## Ihre Aufgaben
(a) Welche vorhandene Komponente nennt SlaterB im Thread zu JTree und Dateisystem als mögliche Quelle für die nötige Logik?
(b) Geben Sie aus dem Thread zu JTree und Dateisystem den Abschnitt wortgetreu zurück, der mit "Jo sicher den" beginnt und mit "Beni (2. Jul 2007)" endet.
(c) Setzen Sie den Thread zu JTree und Dateisystem an der Stelle fort, an der er aufhört.

## Lesetext
══════
# JTree und Dateisystem



## foxy (2. Jul 2007)

Sers Leute

mal eine frage, gibt es eine classe, die mir mein Dateisystem bereitstellt, sodass ich das in einem JTree anzeigen kann?

Weil ich kann ja nicht jedesmal durch das komplette dateisystem laufen

lg


----------



## SlaterB (2. Jul 2007)

wieso nicht? wenn du es nicht machen würdest müsste es Java selber machen,
da ist also keine Zeit zu sparen,

und bei diesem mehrstufigen Vorgang gibt es so viele Varianten, Darstellungdetails usw.,
dass es durchaus verständlich ist, dass sowas nicht fertig vorhanden ist,
also ich glaube jedenfalls dass das nicht da ist 

schnell selbst gemacht mit ner Rekursion, File, listFiles() usw.


----------



## foxy (2. Jul 2007)

ja aber dann sollte man das wenichstens eingrenzen, das z.b. nur die folder und dateien aufgelistet werden, wo ich gerade drauf drücke

vorallem kann man das dann ja nicht OS-übergreifend machen, da ich ja überall anders durchlaufen muss... vorallem bei windows kann man nur ein DS durchlaufen uf einer platte, wie soll ich verschiedene festplatten anzeigen ^^ und und und  fragen über fragen


----------



## SlaterB (2. Jul 2007)

also es gibt ja auf jeden Fall den JFileChooser, falls du den nicht kennst,
da muss ja auch irgendeine Logik hinterstehen, die man klauen könnte


----------



## foxy (2. Jul 2007)

Jo sicher den kenn ich ... genau das meinte ich, das müsste es ja schon eine fertige klasse geben, bei der auch die geschw UND auch OS unabhängig ist

also wenn wer weis wo ich das nachlesen kann wäre nett 

lg


----------



## Beni (2. Jul 2007)
══════
## Auszüge des Datensatzes
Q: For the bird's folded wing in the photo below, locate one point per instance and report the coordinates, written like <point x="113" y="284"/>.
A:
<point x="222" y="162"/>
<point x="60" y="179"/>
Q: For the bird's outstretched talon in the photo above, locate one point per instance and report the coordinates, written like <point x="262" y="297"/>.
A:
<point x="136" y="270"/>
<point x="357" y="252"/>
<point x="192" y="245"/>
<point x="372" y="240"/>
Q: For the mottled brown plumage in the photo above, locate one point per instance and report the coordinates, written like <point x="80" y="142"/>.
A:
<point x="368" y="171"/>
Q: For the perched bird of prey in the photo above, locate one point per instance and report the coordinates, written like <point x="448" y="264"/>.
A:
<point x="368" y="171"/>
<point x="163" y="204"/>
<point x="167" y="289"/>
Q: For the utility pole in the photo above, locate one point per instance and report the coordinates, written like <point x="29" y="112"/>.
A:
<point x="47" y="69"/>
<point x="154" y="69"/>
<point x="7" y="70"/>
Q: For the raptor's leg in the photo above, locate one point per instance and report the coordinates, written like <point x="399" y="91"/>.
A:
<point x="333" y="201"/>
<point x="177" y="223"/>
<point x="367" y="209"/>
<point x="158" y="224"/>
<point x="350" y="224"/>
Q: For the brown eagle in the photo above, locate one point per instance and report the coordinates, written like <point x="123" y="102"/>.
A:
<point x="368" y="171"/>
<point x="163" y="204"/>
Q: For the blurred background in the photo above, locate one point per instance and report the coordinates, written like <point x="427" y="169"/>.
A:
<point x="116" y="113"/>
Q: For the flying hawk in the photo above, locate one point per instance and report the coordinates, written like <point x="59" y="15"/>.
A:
══════
## Ergebnisse der Aufgaben
(a) Den JFileChooser.

(b)
Jo sicher den kenn ich ... genau das meinte ich, das müsste es ja schon eine fertige klasse geben, bei der auch die geschw UND auch OS unabhängig ist

also wenn wer weis wo ich das nachlesen kann wäre nett 

lg


----------



## Beni (2. Jul 2007)

(c)
Im JFileChooser wird die "FileSystemView" verwendet. Damit kann man aber auch nicht alle Dateien auf einen Schlag abfragen. Deinen Baum musst du trotzdem "lazy" aufbauen.
Das geht leichter als du vielleicht denkst: wird ein Knoten zu seinem Inhalt befragt, weisst du, dass er angezeigt wird. Solange ein Knoten nicht befragt wird, lässt du ihn in Ruhe (und baust erst garkeine Kinder für ihn zusammen!).

Mit einem eigenen TreeCellRenderer kannst du sogar das System-Icon der Dateien anzeigen! Vielleicht kann dir dieser Beitrag in unserer FAQ auch noch ein bisschen helfen.


----------



## Loep (9. Jul 2007)

Hi,

erstmal meine spontan eingefallene Frage:
ich weiß wie ich mitm TreeCellRenderer die Icons ändern kann, aber wie/woher bekomm ich die Standard-Symbole des OS?

Und meine eigentliche Frage:
wenn ich rekursiv per listFiles() nen JTree aufbau und das Programm lokal starte, dann sieht alles fein alphabetisch aus. Starte ich das Programm aber auf einem Netzwerklaufwerk, dann ist keine Sortierung mehr erkennbar. Woran liegt das?


----------



## m@nu (9. Jul 2007)

die systemsymbole bekommst du auch über die FileSystemView. (wie in der FAQ die Beni erwähnt hat)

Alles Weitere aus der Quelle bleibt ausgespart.